• WHAT THE TASK ASKS
Below are some records. Return exactly the lines from the one containing "Target: lavender field" through the one containing "Target: woman's hair", both included, and only those.

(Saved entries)

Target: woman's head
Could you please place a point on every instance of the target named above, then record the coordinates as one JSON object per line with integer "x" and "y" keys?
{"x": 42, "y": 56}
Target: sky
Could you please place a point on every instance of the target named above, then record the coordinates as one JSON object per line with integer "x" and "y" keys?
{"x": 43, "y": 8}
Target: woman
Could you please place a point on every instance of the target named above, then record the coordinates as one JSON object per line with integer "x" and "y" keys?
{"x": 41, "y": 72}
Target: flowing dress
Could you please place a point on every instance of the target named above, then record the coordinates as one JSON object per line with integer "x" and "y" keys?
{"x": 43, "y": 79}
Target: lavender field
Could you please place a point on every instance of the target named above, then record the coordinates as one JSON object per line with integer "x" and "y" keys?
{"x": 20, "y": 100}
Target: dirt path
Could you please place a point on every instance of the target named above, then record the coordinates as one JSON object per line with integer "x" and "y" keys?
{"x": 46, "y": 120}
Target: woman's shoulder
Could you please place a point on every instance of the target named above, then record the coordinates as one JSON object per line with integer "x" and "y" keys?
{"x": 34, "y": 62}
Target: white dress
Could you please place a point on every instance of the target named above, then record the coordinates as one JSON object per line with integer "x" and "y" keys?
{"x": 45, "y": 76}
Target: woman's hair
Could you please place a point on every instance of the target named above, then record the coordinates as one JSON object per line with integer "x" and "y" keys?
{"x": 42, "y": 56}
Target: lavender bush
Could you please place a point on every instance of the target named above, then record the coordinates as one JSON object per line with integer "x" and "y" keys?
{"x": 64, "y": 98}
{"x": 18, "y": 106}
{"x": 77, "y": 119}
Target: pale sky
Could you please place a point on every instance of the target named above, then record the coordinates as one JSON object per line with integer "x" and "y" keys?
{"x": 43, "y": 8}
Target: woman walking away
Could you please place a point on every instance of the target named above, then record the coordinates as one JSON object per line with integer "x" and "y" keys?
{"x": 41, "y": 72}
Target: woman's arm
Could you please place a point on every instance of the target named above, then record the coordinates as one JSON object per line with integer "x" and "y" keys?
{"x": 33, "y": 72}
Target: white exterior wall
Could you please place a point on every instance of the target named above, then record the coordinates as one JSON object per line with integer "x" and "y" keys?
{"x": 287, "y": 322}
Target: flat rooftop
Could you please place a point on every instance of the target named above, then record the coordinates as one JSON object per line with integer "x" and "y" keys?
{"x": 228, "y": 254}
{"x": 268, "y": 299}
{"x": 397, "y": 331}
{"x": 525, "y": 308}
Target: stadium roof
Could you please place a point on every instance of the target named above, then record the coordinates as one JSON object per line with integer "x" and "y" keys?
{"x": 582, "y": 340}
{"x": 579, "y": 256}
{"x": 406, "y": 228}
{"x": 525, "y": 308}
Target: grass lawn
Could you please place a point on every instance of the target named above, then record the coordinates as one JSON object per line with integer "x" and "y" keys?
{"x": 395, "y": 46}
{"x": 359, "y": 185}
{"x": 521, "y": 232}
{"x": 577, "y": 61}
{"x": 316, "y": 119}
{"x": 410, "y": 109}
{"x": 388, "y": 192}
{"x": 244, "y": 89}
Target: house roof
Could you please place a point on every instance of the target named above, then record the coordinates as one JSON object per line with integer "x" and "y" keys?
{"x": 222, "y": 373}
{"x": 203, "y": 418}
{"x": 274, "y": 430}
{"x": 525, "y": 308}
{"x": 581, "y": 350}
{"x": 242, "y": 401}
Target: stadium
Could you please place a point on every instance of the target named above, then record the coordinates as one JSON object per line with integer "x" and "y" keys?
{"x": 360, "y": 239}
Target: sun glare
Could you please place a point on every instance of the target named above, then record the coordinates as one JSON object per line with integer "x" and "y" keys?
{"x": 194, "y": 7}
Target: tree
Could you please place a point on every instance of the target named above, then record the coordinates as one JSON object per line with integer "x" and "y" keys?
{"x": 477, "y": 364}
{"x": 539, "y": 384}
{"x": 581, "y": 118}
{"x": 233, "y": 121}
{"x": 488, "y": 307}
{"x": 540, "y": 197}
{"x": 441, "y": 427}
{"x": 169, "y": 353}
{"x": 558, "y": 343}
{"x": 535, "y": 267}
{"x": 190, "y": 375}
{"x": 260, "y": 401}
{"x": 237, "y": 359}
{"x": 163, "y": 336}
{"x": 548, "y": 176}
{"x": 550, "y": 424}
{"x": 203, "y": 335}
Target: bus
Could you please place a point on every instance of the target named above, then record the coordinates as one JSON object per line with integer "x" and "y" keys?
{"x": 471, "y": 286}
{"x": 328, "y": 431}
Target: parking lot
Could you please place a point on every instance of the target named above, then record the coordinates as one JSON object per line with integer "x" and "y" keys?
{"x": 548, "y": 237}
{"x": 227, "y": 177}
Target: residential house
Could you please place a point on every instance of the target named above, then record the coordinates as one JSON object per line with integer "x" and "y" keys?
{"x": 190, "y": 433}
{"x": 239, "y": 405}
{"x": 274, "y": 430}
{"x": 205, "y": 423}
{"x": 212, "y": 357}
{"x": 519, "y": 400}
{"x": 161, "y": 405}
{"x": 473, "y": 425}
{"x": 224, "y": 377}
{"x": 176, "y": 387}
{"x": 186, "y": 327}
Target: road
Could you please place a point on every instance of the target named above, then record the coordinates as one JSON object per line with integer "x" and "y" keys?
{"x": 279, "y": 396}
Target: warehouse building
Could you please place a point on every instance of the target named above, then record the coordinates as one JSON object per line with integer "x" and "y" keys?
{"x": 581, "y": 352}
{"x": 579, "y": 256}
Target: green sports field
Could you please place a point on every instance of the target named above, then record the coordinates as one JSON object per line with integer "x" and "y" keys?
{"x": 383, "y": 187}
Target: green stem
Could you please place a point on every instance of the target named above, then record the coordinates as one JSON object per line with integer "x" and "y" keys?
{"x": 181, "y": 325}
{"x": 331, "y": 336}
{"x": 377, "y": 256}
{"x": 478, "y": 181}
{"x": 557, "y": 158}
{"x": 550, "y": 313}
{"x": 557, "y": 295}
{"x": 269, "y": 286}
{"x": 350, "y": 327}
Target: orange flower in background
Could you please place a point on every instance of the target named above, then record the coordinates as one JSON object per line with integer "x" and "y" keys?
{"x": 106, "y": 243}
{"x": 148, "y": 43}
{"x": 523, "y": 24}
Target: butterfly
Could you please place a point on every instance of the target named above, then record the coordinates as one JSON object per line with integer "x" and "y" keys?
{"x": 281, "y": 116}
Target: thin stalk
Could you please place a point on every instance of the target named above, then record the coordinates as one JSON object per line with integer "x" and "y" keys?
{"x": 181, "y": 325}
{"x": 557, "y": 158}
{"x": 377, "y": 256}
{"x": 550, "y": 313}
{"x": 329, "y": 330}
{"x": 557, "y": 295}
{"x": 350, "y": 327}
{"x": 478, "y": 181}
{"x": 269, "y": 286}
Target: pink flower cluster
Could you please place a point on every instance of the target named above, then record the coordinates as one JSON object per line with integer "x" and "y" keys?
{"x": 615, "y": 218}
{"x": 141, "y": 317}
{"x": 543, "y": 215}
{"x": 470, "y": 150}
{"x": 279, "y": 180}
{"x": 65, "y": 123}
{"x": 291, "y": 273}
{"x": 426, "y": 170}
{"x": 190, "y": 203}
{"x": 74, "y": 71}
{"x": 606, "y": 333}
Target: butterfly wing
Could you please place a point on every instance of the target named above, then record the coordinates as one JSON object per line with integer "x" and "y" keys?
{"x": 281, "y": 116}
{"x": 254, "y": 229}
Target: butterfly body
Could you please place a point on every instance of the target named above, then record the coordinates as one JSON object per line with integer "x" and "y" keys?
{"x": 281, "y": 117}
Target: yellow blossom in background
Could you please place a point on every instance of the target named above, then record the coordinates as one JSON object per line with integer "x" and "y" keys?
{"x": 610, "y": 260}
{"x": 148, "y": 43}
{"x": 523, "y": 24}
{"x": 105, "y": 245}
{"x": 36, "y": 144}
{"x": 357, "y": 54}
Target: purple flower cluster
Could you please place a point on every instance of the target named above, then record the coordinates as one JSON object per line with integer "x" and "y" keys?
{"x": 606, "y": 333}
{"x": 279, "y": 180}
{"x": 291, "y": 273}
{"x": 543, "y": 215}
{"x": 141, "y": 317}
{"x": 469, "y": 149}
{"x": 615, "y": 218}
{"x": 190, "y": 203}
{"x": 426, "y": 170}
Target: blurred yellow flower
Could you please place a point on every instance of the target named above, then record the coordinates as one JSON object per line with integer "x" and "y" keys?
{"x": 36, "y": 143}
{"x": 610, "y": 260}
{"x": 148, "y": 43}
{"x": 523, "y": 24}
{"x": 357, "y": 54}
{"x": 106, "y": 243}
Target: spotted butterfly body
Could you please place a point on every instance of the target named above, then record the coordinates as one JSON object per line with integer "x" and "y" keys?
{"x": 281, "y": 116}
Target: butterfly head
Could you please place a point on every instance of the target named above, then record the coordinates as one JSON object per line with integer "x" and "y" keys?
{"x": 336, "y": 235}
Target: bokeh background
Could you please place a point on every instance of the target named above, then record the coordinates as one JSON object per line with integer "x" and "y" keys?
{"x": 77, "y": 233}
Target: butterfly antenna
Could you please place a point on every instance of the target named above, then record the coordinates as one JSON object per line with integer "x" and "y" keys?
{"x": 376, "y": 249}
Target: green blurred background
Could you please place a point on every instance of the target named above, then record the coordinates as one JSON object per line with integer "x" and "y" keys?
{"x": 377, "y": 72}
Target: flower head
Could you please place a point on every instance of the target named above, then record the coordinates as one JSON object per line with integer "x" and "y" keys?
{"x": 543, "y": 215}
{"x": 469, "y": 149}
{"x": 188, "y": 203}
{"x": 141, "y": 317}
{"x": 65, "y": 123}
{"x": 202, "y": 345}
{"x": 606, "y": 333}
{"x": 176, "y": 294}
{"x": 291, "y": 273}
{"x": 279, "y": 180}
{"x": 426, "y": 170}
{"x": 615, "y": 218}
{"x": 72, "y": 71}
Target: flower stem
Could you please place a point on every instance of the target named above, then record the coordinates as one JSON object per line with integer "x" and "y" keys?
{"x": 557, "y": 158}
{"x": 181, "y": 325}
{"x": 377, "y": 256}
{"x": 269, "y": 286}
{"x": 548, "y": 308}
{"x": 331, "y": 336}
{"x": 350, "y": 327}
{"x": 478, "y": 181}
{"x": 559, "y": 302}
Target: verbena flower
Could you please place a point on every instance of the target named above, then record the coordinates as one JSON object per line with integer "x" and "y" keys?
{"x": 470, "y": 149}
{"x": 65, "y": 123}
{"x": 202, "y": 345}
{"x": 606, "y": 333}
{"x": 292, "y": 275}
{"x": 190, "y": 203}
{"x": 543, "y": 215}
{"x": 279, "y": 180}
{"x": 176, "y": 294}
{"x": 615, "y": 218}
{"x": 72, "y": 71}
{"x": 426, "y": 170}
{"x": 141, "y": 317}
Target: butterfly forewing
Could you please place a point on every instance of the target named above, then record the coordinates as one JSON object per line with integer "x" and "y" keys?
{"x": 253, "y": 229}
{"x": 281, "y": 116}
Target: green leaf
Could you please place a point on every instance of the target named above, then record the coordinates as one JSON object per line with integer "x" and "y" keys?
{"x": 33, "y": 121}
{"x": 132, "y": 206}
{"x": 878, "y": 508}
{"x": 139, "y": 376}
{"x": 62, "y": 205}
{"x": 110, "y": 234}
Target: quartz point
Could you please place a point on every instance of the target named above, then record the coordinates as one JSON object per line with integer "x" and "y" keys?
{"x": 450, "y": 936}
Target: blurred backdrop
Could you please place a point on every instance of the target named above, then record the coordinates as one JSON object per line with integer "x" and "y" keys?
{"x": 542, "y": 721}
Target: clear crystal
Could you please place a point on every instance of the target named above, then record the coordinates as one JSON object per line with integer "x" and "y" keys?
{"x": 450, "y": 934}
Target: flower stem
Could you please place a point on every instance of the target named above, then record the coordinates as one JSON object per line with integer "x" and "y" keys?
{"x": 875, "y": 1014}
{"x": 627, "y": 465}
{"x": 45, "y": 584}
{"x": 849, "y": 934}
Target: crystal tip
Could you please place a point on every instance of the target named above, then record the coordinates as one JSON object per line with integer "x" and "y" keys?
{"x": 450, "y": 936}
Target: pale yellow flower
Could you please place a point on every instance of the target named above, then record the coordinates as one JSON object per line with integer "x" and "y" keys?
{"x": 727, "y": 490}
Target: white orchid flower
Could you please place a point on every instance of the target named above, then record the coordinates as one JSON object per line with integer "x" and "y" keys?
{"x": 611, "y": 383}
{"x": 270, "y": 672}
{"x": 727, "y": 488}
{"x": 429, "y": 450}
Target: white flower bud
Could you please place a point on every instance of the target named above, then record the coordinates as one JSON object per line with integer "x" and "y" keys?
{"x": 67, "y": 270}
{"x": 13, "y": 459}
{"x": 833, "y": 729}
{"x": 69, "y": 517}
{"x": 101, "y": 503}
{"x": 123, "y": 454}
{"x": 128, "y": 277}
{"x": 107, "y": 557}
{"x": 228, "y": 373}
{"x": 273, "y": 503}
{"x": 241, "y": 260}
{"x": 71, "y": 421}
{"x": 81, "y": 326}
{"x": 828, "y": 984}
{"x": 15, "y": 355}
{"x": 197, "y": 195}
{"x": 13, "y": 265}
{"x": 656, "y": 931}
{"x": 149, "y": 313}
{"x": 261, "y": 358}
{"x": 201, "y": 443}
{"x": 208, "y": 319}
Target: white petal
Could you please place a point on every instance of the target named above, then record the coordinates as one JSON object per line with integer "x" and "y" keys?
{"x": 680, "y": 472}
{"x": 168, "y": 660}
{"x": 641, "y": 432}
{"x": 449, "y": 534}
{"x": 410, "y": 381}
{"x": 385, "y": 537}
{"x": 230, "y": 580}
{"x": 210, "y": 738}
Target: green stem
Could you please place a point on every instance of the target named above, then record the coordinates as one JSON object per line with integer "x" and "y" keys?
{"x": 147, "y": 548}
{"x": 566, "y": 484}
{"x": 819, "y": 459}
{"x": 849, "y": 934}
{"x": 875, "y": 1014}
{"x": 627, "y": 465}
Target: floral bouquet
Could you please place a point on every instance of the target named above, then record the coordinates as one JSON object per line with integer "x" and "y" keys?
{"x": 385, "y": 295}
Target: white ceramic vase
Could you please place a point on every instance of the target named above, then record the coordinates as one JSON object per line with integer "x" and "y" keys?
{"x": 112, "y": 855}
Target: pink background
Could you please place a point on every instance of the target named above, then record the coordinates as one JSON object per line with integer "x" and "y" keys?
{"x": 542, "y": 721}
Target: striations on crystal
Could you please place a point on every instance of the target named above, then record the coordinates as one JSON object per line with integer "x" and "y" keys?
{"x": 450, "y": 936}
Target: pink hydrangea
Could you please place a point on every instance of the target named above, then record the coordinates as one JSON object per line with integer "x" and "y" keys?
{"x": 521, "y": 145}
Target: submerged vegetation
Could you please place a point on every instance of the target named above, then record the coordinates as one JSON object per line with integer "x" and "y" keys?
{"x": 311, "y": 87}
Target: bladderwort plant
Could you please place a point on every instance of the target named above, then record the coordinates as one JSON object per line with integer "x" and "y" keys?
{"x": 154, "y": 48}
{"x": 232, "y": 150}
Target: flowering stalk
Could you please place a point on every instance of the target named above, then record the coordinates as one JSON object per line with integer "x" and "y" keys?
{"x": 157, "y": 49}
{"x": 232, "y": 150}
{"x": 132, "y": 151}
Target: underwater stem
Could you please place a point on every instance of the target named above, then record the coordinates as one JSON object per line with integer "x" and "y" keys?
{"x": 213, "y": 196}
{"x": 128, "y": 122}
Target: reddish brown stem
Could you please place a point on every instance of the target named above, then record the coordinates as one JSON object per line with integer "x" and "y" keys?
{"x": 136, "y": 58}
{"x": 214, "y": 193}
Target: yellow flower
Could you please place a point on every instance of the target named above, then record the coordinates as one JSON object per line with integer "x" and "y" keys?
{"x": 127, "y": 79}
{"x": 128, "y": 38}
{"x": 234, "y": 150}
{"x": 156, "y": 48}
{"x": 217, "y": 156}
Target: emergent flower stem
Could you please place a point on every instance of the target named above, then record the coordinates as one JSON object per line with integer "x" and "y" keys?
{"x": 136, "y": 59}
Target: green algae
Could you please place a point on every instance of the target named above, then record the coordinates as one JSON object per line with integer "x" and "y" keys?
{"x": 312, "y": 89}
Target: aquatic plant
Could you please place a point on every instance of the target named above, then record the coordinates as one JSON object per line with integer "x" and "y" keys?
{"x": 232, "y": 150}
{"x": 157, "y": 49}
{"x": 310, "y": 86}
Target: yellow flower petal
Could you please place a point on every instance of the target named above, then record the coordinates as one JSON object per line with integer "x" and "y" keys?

• ANSWER TO THE PROBLEM
Target: lavender field
Could you please place a point on every instance of the target named above, then record the coordinates as one JSON object per line with integer "x" and "y" keys?
{"x": 20, "y": 100}
Target: dirt path
Could you please place a point on every instance of the target named above, then record the coordinates as one JSON object per line with integer "x" and "y" keys?
{"x": 46, "y": 120}
Target: woman's shoulder
Could you please place a point on every instance of the target named above, then record the coordinates as one JSON object per line with integer "x" and "y" keys?
{"x": 34, "y": 62}
Target: white dress
Could you please place a point on every instance of the target named above, then record the coordinates as one JSON object per line with integer "x" and "y" keys?
{"x": 45, "y": 76}
Target: woman's hair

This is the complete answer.